Excerto:
Fora dia de feira anual, em AB, e encontrei-a, com a Mãe, às compras. Isto convém "lançar o anzol" às mães para pescar as filhas... "Então, logo à noite vêm à festa?" " Não, não temos ideia..." "Ah! Isto vai ser muito bonito... Que pena... Até cá vem aquele conjunto de C. Branco..., os "Gatos Negros"..." Não prometemos nada... " dizia a Mãe mais que convencida de que eu andava a "arrastar a asa" à filha. O Pai já tinha a certeza: "Olha que "o da mota" passou p´ ponte; não te quero fora de casa..." Feitas as compras num "Até qualquer dia... ou até logo..." me fiquei, coração apertado e ansioso com aquele nem sim nem não...
O Sol recolhera já lá p'ra trás da Serra da Estrela e o arraial, no Largo da Lameira, estava mais que animado. Outros tempos, muita Juventude, a festa a prometer. Os "tchendros" não estavam com meias medidas: sempre de arromba. Eu era filho "adoptado", na primeira Aldeia em que leccionara e fazia parte da festa. No meio da barafunda, faltava qualquer Coisa. E ela veio. Linda, esplendorosa. Pela mão da Mãe. Sim, que a D. Clara não brincava em serviço. Aquilo tinha de passar tudo sob a sua insuspeita fiscalização. Uma filha não se confia a ninguém!!! Outros tempos... outro encanto!!! Pois, era isso que queriam saber???!!!! A nossa primeira dança foi mesmo este tango, dançado desajeitadamente, meio metro afastados. Dançámo-lo muitas e muitas vezes. Melhorando o desempenho nos seus passos, cada vez mais próximos, até bem agarradinhos. Cá estamos com os nossos quatro filhos e os cinco netos. Estes são realmente mais bonitos que os Pais. O tempo passou num instante! Ah! O tango continua a ser nosso. Já desesperava de o descobrir. Aí vai... Para nós continua a ser especial, mas aceitamos que haja quem não goste...
http://www.youtube.com/watch?v=CvOA7EmNpJU

terça-feira, fevereiro 10, 2009

Olé, guapa


Eu confesso! Eu confesso o meu "pecado". Eu sou quase "doido" por tangos, mas este "enlouquece-me" mesmo, arrepia-me, transporta-me para fora deste "vale de lágrimas". Depois de descobrir uma bela interpretação de um conjunto de acordeões, não é que me apareceu a orquestra de André Rieu, numa belíssima versão de 2008???!!! De fazer levantar os cabelos que já não tenho e me levar por tempos em que fui muito feliz. Um momento inolvidável de som, luz e cor! Aposto que também não vão resistir. A não ser que sejam "duros" de ouvido ou tenham .... pés de chumbo! A ouvir e a dançar...

Itens:
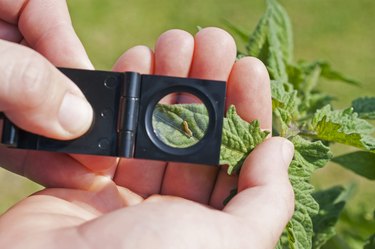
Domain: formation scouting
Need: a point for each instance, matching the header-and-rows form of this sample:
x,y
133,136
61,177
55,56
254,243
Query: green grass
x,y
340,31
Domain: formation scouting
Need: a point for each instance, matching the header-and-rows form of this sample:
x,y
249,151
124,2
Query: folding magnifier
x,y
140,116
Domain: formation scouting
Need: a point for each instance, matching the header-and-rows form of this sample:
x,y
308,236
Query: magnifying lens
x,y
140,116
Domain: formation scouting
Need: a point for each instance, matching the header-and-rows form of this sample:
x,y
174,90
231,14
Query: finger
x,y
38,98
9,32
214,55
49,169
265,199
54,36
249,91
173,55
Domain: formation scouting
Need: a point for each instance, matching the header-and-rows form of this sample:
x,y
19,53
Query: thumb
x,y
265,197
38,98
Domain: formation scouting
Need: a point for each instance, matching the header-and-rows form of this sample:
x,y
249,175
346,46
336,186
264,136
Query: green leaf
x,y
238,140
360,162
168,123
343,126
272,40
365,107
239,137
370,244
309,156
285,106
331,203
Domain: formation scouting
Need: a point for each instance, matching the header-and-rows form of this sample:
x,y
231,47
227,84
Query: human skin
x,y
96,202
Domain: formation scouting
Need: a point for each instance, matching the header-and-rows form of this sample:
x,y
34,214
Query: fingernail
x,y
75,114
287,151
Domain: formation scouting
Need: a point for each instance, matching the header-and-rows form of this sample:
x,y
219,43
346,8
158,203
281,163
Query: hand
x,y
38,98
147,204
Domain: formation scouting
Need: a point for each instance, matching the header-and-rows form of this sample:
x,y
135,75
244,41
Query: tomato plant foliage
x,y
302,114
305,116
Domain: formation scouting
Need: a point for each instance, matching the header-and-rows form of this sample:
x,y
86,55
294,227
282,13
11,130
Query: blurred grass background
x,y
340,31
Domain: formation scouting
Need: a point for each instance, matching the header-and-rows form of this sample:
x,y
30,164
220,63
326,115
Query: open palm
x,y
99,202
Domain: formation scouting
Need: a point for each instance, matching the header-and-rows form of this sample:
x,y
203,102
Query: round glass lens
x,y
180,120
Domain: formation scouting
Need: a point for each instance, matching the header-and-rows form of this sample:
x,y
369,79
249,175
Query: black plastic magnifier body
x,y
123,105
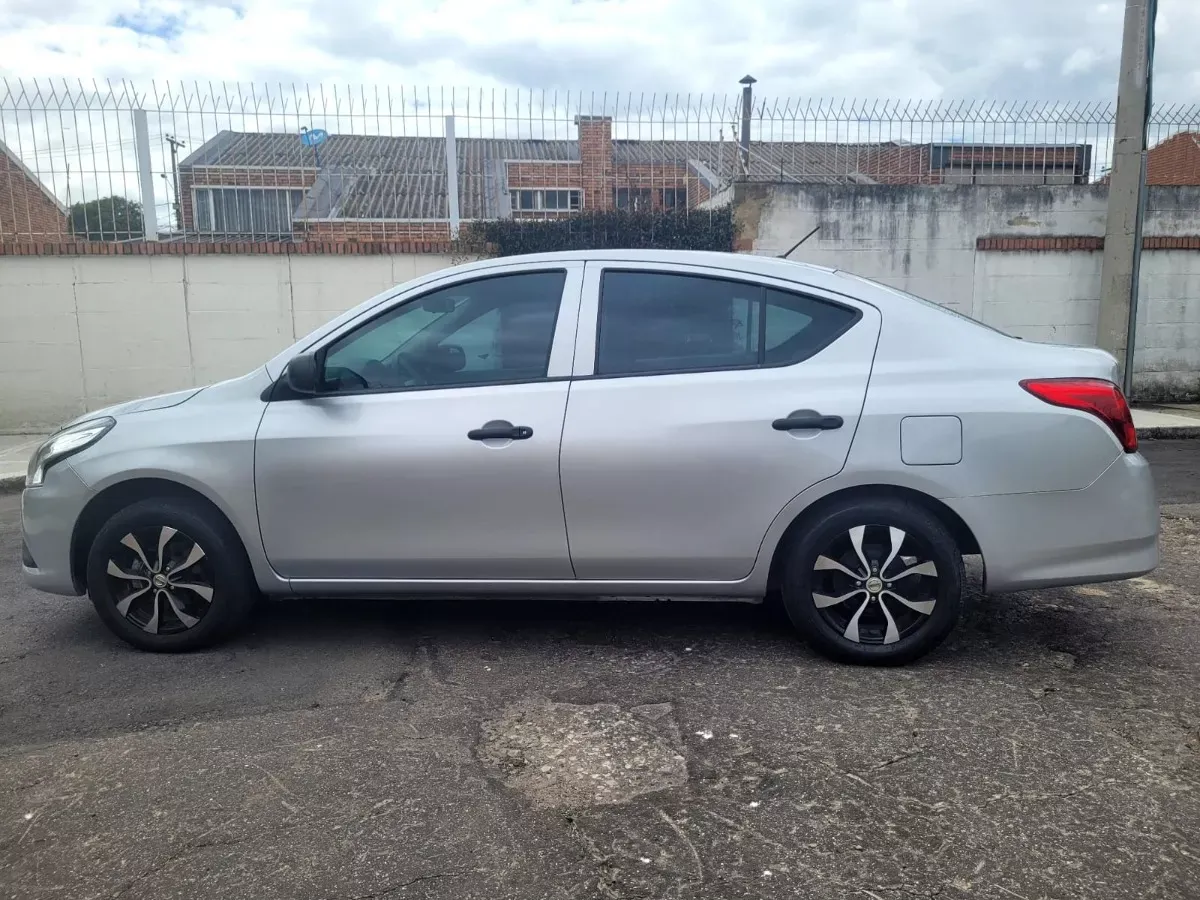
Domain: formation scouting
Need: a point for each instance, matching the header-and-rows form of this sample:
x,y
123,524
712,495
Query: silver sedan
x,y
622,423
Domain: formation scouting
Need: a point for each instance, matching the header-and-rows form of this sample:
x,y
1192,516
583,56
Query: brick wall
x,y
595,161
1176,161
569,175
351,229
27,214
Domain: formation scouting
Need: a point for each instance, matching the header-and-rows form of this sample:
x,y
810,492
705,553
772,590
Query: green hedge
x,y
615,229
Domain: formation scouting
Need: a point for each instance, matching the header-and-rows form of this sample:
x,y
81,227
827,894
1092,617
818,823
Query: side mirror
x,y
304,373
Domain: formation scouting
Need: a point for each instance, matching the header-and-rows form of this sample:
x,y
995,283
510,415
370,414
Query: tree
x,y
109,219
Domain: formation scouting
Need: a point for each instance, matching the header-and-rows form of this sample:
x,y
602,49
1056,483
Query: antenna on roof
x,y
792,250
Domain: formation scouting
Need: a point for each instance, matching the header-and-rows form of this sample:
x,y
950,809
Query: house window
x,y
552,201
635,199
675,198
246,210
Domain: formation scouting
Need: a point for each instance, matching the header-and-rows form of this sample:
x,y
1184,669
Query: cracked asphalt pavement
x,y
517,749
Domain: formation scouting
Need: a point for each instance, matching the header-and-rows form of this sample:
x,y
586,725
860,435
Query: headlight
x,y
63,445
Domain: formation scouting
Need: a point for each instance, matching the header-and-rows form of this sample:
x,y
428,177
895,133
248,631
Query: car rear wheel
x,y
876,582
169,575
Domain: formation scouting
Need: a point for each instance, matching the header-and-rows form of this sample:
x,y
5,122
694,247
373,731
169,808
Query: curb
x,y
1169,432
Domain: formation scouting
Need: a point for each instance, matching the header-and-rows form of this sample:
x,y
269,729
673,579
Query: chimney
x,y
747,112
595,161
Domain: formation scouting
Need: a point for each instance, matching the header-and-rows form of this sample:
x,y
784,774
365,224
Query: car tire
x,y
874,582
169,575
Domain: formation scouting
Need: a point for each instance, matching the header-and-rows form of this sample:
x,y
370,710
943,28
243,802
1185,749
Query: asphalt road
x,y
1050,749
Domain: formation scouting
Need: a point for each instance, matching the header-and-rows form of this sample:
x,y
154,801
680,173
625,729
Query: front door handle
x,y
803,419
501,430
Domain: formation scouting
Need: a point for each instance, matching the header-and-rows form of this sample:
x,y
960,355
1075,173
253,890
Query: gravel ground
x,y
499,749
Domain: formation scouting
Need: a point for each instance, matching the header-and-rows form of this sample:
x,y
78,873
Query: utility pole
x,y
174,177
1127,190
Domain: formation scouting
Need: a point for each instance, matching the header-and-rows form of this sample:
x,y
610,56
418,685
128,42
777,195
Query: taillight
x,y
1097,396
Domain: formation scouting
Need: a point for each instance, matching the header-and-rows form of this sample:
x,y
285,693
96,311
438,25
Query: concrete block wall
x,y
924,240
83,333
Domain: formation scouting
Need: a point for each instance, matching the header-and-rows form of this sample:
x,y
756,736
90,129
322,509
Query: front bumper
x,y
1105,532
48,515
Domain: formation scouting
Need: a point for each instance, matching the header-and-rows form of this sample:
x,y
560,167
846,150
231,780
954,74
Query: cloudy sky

A tarefa: Escreve a continuação do texto sobre o tango, a começar logo depois da última frase.

Resultado do exercício:
"A menina dança?" Oh! Tempo volta p'ra trás...

terça-feira, fevereiro 03, 2009

Au revoir! AufWiedersehen! Good-bye! Até breve!!!

A manhã está escura nesta "capital" da Europa. A neve cai, empurrada por um vento moderado. É um bonito espectáculo, um tanto melancólico. Melancolia que se acentua com a perspectiva da partida, daqui a poucas horas. As despedidas sempre foram momentos tristes. E são-no ainda. Sê-lo-ão sempre. Tornar-se-iam quase insuportáveis, não fora a esperança do reencontro. Foi uma semana linda de ternura, com um tempo maravilhoso. Vendo as imagens de ontem, chegadas de Londres, que sorte tivemos! O coração dos Pais sempre dividido: dois por aqui, dois lá por Lisboa. Mas a vida é assim mesmo e só tenho de dar graças a Deus pelos Filhos e Netos que nos deu. E tantas outras coisas boas, ao longo destes muitos anos de vida. Normalmente imerecidas. Por mim. Se tudo correr bem, pelas 16h 30m estaremos em Lisboa.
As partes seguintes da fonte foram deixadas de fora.